■ WORKING DATA:
-- -- --

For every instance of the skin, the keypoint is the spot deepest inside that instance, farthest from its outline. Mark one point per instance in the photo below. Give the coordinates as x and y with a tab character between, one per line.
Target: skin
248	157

-- -- --

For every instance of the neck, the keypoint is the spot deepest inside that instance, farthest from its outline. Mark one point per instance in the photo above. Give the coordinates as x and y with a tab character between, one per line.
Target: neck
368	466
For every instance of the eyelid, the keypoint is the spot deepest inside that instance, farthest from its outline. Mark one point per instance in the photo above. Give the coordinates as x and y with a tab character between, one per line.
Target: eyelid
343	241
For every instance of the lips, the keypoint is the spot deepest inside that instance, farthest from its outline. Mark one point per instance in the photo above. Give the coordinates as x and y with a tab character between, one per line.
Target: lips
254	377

-- -- --

Once you have located every line with the word "between" in the material above, list those lines.

■ COMPLETED EXERCISE:
For every instance of the skin, the keypoint is the spot deepest inside that instance, farthest from its outline. Mark one point per instance in the photo below. Give the coordinates as x and y with a tab character between, one per line.
For every instance of the neck, the keypoint is the spot deepest inside that instance, farthest from its outline. Mark one point per instance in the photo above. Give the coordinates as x and y with a tab character between, one per line.
For every instance of the eyelid, the keypoint is the spot deepest inside that instance, farthest from its outline. Mark one point per instance in the photo above. Give the coordinates as x and y with a tab character between, one per line.
For every instance of the lips, the keypoint is the spot deepest inside that instance, farthest from its outline. Mark one point per instance in the photo above. Give the coordinates as x and y with a tab character between, one per line.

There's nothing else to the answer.